START Listed entries

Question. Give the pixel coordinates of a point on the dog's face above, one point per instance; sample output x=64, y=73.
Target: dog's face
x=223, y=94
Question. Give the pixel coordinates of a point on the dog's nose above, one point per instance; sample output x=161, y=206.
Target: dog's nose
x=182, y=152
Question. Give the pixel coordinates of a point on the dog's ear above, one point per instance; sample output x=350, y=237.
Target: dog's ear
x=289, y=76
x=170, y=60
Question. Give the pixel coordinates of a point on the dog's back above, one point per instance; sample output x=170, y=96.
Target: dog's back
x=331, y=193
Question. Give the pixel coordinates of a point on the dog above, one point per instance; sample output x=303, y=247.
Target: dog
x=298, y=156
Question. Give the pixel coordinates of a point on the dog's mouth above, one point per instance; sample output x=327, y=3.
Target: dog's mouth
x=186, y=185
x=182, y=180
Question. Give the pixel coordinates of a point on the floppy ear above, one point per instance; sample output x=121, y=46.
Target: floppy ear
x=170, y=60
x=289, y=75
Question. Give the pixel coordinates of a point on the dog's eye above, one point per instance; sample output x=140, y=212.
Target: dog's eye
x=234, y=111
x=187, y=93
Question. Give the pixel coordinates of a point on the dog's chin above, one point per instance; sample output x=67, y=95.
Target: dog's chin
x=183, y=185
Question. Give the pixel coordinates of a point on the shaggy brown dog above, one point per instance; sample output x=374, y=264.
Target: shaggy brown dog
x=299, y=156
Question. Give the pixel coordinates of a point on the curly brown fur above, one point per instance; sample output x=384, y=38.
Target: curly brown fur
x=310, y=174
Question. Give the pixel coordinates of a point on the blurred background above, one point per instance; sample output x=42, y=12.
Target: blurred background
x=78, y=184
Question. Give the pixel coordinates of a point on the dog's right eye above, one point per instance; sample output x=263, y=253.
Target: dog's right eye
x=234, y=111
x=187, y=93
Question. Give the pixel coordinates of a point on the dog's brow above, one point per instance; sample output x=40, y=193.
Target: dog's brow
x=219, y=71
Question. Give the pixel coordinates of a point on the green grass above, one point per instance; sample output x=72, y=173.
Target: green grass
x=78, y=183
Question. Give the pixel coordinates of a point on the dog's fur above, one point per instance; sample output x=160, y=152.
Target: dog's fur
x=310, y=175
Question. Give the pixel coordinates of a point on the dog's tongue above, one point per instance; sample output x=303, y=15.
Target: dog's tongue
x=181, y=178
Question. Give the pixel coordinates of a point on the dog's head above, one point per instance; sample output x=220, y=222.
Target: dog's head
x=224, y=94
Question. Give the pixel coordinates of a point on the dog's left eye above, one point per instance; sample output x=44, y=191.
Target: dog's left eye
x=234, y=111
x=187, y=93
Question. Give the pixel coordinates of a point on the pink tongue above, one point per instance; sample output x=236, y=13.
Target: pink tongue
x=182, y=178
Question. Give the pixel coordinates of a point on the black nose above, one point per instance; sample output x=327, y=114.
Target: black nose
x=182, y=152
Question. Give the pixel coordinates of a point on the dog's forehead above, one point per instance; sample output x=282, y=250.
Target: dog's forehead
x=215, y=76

END Listed entries

■ Objective ■
Reproduce all of the data above, switching every "Target" to "Label" and leaving the rest unchanged.

■ Exercise result ■
Question. Give the pixel coordinates of a point on the dog's face above, one point per instance; sample output x=64, y=73.
Label: dog's face
x=223, y=94
Question. Give the pixel coordinates of a point on the dog's nose above, one point per instance; sample output x=161, y=206.
Label: dog's nose
x=182, y=152
Question. Give the pixel coordinates of a point on the dog's ear above, one point per instance; sample output x=350, y=237.
Label: dog's ear
x=289, y=76
x=170, y=60
Question. Give the pixel coordinates of a point on the dog's back above, one point per instance; sample output x=170, y=96.
Label: dog's back
x=331, y=193
Question. Give the pixel coordinates of a point on the dog above, one point per instance; sample output x=303, y=247.
Label: dog
x=298, y=156
Question. Give the pixel coordinates of a point on the dog's mouth above, one point per instance; sample output x=327, y=3.
Label: dog's mouth
x=186, y=185
x=182, y=180
Question. Give the pixel coordinates of a point on the floppy ear above, one point per instance; sample output x=121, y=46.
Label: floppy ear
x=170, y=60
x=289, y=75
Question. Give the pixel coordinates of a point on the dog's eye above, one point per instance; sample output x=140, y=212.
Label: dog's eye
x=234, y=111
x=187, y=93
Question. Give the pixel coordinates of a point on the dog's chin above, one point per instance; sample output x=67, y=95.
Label: dog's chin
x=183, y=185
Question. Give the pixel coordinates of a point on the shaggy brown dog above, one point per instance; sample output x=374, y=264.
Label: shaggy brown dog
x=299, y=156
Question. Give the pixel coordinates of a point on the curly brown fur above, one point per instance; sample output x=384, y=38.
Label: curly brown fur
x=310, y=174
Question. Give the pixel coordinates of a point on the blurred background above, one point per instance; sample output x=42, y=12.
Label: blurred background
x=78, y=184
Question. Give the pixel coordinates of a point on the dog's right eye above, one point per instance; sample output x=263, y=253.
Label: dog's right eye
x=234, y=111
x=187, y=93
Question. Give the pixel coordinates of a point on the dog's brow above, one point per instance; sample output x=40, y=193.
Label: dog's brow
x=219, y=71
Question. Give the pixel coordinates of a point on the green grass above, one point per instance; sample output x=72, y=173.
Label: green grass
x=78, y=183
Question. Give the pixel coordinates of a point on the dog's fur above, one point per instance; sample output x=160, y=152.
Label: dog's fur
x=310, y=175
Question. Give the pixel coordinates of a point on the dog's tongue above, one point per instance; sample output x=303, y=15.
Label: dog's tongue
x=181, y=178
Question. Give the pixel coordinates of a point on the dog's head above, one point per instance; sample output x=220, y=222.
Label: dog's head
x=224, y=94
Question. Give the pixel coordinates of a point on the dog's left eye above, one point per instance; sample output x=44, y=191.
Label: dog's left eye
x=234, y=111
x=187, y=93
Question. Give the pixel coordinates of a point on the pink tongue above, one point per instance; sample output x=236, y=13.
Label: pink tongue
x=182, y=178
Question. Give the pixel coordinates of a point on the black nose above, one point per instance; sample output x=327, y=114.
Label: black nose
x=182, y=152
Question. Give the pixel coordinates of a point on the dog's forehead above, one point per instance; sample output x=282, y=250.
Label: dog's forehead
x=215, y=76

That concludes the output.